_SOURCE TEXT_
‘Explosive’ demand in Europe signals bright future for hempcrete
Construction’s journey towards a zero-carbon future has largely focused on modern materials and technologies. But the insulation and low carbon credentials of bio-based materials such as hempcrete are winning over some serious players.
The current 'explosive' demand for hemp hurd in Europe, while a temporary inconvenience for supply chains, signals a major shift forward for the hemp building sector and can advance the development of much-needed processing facilities.
“This is something we have or should have been expecting for a while, as the potential for expansion in the construction sector was always on the cards,” veteran hemp builder Steve Allin, founder and director of the Ireland-based International Hemp Building Association, said of the surge in demand for hemp building materials.
With most business plans requiring the identification of a potential market to prove the viability of hemp production, the current strong demand will help those advocating for fiber production facilities to be built, Allin suggested.
“For the longer term this is good news as it justifies establishing hemp processing facilities in many regions where there is currently a surge of interest in doing so,” Allin said.
What are the benefits of hempcrete?
- It is a carbon-negative material: the carbon hemp absorbs as a plant makes up for the carbon emitted during the processing phase of hempcrete.
- It is fire resistant and creates safe buildings.
- Hempcrete needs no added chemicals, hence it creates healthy indoors.
- It is an effective thermal insulator and performs well with temperature fluctuations.

_INFORMATION PROVIDED_

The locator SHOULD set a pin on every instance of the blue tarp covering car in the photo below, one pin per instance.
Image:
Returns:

--

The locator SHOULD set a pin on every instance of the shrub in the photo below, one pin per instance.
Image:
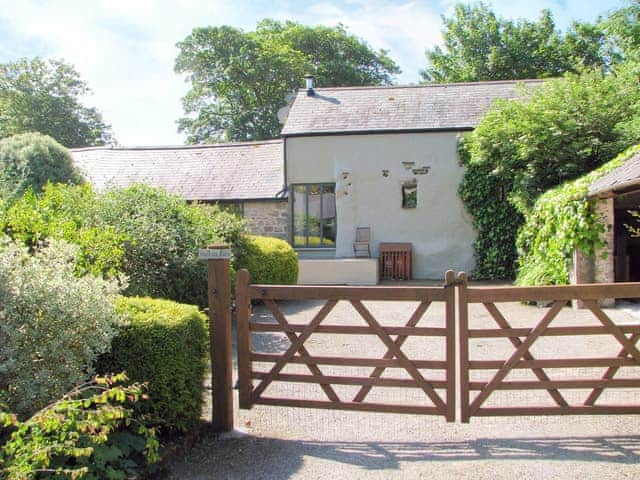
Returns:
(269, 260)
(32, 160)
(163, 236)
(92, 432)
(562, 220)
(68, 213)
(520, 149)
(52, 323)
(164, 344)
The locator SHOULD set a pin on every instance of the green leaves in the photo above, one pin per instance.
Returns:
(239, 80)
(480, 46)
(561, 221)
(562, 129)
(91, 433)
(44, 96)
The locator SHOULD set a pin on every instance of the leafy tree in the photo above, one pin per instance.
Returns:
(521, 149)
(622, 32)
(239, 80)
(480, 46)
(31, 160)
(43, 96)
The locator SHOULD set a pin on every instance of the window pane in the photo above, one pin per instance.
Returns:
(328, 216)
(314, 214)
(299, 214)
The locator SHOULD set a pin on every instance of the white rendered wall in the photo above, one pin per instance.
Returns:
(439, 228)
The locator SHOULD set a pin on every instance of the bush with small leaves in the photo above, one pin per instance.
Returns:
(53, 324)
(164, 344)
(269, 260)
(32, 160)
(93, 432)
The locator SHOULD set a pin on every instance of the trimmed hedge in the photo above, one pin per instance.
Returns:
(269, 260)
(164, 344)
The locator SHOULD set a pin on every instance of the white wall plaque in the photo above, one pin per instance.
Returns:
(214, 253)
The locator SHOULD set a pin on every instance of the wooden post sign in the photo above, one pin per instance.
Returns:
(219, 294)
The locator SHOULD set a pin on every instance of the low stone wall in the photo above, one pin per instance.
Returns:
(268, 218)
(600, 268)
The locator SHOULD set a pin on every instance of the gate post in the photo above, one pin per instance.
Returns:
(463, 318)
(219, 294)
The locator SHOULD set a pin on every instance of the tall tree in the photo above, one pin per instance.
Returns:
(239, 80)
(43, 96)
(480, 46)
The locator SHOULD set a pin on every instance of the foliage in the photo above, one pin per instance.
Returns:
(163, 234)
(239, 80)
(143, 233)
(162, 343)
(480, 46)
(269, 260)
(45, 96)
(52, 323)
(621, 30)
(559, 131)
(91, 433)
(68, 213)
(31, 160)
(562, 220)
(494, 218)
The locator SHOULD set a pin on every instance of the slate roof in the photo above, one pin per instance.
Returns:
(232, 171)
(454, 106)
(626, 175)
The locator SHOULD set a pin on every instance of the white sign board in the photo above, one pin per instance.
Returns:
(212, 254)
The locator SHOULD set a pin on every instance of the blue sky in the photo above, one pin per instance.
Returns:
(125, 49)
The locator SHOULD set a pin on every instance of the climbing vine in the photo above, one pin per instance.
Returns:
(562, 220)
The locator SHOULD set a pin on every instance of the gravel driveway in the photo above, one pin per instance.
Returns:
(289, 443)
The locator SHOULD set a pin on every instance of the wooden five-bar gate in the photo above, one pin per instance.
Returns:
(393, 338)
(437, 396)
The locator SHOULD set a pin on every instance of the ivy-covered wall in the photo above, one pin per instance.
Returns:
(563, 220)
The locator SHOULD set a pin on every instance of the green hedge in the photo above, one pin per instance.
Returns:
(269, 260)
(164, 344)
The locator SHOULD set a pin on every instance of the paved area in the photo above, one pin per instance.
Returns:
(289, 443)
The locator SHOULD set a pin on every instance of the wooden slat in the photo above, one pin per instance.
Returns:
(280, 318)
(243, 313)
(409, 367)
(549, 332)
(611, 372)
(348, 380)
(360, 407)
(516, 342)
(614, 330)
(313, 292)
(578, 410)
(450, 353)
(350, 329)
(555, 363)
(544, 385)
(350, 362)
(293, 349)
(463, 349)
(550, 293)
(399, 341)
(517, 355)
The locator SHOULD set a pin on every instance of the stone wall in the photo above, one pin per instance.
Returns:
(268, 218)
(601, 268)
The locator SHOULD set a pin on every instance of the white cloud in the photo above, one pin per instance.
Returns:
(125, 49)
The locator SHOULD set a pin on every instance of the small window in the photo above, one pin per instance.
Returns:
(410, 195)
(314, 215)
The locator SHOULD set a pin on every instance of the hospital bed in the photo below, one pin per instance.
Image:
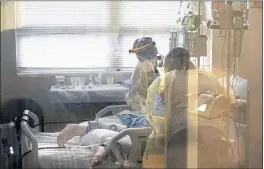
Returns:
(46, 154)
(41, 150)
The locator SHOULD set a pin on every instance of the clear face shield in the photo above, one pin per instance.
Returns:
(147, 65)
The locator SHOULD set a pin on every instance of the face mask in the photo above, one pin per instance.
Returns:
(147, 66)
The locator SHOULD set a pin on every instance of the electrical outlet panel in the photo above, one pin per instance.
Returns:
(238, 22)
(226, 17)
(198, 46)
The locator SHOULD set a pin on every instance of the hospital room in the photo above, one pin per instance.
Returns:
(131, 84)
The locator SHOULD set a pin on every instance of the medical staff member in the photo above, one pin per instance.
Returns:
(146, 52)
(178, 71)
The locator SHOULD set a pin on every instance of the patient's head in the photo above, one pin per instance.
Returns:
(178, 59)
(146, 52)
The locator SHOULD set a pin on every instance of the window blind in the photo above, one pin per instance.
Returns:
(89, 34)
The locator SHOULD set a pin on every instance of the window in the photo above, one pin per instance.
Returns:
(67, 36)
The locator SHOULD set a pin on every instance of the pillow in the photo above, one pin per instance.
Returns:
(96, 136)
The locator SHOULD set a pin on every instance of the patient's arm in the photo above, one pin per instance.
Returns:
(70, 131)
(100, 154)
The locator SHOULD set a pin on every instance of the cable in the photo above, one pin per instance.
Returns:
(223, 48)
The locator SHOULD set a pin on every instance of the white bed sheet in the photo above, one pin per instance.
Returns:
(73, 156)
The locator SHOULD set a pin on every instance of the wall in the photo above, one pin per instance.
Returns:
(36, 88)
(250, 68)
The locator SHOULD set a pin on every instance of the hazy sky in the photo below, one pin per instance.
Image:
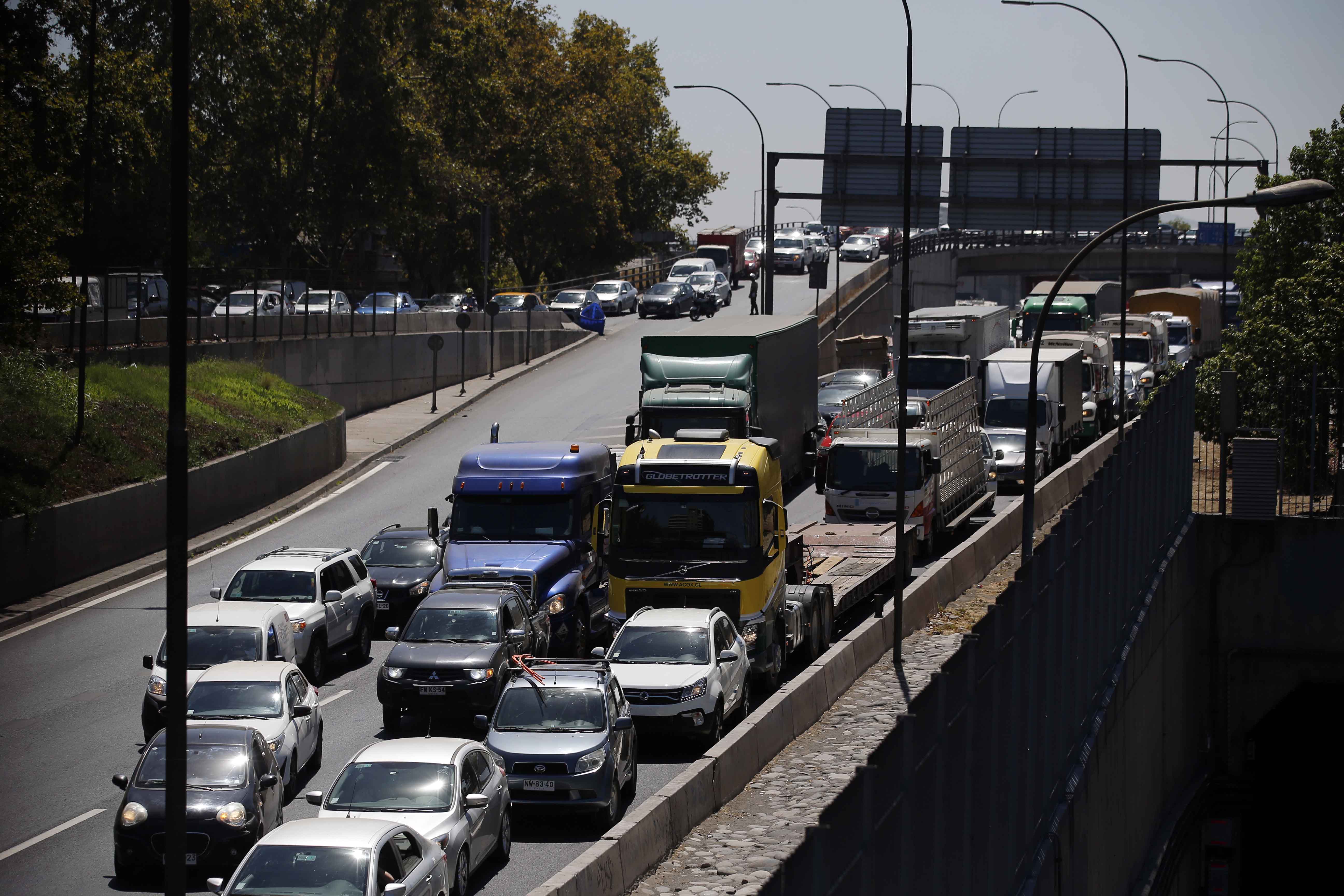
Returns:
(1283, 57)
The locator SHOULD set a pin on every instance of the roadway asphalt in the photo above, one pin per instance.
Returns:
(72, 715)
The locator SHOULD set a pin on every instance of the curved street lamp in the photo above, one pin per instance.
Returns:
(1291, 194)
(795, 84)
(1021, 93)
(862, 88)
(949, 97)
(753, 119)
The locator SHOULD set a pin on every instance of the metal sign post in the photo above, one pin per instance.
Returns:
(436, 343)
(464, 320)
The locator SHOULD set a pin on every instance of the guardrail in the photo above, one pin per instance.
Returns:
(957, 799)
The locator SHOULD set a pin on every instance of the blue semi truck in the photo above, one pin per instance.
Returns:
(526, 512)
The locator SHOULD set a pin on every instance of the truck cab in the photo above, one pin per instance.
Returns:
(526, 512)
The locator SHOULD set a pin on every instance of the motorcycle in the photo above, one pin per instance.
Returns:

_ASSIGNMENT_
Reproduce the stretch of the hempcrete article from "- It is a carbon-negative" through "creates healthy indoors.".

_WORKED SOLUTION_
- It is a carbon-negative material: the carbon hemp absorbs as a plant makes up for the carbon emitted during the processing phase of hempcrete.
- It is fire resistant and creates safe buildings.
- Hempcrete needs no added chemicals, hence it creates healthy indoors.